## Directions for this task
Please locate every line in the rows below that contains the word "wooden" and copy each of those lines in full.
++++++
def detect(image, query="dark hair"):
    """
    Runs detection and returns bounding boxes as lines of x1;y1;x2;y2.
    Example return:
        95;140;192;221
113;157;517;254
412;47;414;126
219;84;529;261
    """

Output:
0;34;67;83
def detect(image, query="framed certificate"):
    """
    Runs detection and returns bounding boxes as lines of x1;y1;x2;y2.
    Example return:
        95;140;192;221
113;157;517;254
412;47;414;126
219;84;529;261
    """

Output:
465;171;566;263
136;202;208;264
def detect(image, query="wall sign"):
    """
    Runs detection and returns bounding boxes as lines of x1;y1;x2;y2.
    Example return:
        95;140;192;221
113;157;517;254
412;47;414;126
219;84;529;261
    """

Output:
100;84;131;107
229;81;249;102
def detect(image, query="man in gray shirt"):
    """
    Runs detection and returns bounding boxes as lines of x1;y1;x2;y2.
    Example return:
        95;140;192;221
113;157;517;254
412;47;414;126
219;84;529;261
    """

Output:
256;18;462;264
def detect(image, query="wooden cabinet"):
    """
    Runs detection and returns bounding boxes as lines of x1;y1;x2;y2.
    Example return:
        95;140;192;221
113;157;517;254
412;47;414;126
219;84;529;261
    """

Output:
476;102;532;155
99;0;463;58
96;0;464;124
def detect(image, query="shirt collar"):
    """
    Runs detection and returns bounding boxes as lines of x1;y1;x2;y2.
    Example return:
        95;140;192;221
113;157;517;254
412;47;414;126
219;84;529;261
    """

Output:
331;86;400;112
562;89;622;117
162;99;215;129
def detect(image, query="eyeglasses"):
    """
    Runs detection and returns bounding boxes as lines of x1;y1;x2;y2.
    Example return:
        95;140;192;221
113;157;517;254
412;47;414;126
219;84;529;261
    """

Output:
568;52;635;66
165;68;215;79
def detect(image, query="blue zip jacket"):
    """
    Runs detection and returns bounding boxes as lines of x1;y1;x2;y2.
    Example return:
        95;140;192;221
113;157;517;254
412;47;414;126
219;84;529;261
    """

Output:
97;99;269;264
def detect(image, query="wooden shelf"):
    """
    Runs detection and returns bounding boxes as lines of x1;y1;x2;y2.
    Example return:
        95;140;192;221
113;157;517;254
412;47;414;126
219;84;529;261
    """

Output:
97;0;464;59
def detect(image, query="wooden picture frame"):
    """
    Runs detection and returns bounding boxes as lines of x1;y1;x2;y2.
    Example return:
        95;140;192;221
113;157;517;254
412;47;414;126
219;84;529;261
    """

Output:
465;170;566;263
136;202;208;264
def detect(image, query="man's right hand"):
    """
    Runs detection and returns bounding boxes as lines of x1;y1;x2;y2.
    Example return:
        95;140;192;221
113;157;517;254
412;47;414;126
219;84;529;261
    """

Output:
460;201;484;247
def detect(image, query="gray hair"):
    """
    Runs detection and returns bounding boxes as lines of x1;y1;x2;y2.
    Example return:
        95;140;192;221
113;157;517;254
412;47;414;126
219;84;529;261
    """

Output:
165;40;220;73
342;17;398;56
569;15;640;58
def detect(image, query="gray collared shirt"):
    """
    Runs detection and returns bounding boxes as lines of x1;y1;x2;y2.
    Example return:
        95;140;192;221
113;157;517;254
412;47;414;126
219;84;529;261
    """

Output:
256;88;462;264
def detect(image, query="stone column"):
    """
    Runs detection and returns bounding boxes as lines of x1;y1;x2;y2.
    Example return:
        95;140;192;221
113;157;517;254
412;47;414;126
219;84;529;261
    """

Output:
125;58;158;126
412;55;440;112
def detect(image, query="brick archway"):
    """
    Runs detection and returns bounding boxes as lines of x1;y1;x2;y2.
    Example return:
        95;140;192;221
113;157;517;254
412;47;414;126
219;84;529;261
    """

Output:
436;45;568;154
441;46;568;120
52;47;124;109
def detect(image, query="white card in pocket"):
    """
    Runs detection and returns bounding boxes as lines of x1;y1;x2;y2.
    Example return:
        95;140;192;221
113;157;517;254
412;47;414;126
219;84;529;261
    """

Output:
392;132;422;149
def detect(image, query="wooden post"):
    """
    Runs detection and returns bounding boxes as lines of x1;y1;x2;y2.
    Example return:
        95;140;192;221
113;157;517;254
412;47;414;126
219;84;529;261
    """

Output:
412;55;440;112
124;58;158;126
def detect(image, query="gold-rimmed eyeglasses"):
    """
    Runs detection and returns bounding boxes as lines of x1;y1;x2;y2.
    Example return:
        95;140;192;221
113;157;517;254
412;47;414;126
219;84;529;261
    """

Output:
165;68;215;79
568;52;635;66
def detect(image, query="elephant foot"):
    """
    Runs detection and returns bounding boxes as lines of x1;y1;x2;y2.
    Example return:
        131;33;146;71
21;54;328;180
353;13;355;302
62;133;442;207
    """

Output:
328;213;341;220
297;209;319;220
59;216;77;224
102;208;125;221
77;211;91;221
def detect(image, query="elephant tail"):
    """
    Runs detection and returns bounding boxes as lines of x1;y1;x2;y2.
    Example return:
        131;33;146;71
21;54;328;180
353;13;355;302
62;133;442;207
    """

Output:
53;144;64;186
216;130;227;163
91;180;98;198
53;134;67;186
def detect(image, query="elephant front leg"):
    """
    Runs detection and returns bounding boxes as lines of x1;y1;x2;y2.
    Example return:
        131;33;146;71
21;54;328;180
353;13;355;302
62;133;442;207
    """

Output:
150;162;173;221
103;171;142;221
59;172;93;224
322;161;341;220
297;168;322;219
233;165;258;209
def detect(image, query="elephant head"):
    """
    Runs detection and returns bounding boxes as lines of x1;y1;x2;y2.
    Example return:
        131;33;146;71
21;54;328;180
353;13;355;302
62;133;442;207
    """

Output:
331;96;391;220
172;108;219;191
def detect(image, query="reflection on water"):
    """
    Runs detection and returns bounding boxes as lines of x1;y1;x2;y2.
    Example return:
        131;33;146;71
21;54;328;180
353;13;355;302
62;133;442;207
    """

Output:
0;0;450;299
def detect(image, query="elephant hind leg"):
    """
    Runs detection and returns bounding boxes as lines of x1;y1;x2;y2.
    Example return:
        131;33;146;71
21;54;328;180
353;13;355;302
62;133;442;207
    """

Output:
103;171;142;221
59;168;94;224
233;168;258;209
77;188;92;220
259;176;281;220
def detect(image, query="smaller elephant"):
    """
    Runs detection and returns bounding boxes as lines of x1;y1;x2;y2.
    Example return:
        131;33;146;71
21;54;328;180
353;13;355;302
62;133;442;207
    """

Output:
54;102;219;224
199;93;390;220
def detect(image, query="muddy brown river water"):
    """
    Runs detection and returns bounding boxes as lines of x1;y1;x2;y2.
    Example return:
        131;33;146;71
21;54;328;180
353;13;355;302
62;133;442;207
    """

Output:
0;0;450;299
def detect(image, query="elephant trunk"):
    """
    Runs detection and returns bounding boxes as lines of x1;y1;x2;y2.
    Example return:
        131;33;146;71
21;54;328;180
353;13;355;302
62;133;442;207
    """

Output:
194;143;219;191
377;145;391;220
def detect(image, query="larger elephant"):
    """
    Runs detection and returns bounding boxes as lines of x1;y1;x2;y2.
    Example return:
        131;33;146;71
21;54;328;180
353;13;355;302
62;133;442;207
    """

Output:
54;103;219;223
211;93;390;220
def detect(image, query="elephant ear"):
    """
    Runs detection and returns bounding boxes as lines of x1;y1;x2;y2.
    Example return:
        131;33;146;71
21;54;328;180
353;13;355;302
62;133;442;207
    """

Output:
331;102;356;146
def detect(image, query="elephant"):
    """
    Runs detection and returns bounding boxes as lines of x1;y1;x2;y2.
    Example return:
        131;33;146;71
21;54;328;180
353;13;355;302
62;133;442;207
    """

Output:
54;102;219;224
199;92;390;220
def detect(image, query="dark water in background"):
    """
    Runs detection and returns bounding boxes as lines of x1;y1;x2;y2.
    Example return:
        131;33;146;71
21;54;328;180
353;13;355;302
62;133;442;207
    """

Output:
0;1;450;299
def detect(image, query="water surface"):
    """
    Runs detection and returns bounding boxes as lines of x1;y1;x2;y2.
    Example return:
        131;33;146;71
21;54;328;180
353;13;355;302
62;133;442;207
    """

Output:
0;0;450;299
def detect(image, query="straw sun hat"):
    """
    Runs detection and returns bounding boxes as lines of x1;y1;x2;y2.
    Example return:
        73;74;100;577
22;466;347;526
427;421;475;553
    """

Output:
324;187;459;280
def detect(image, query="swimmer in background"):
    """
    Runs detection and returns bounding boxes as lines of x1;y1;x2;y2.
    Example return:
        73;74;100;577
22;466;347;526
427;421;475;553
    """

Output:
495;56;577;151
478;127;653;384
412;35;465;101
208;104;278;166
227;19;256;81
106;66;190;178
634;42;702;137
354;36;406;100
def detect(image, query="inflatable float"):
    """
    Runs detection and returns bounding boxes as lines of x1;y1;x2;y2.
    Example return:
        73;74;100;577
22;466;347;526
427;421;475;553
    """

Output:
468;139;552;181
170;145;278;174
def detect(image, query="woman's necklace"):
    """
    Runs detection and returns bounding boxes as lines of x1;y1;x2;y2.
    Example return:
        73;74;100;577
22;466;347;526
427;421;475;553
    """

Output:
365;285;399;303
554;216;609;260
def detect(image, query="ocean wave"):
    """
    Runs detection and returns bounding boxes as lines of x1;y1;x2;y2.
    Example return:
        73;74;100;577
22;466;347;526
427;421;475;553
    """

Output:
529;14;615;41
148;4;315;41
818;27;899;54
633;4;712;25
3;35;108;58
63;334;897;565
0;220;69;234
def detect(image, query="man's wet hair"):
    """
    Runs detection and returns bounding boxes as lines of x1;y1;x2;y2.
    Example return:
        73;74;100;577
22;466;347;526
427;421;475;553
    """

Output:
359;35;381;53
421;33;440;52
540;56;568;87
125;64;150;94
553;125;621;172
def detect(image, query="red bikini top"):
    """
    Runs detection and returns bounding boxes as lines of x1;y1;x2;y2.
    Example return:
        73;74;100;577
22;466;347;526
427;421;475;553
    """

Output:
++++++
## The response
def detect(image, query="wooden cabinet"):
def detect(image, query="wooden shelf"):
def detect(image, query="wooden picture frame"):
def detect(image, query="wooden post"):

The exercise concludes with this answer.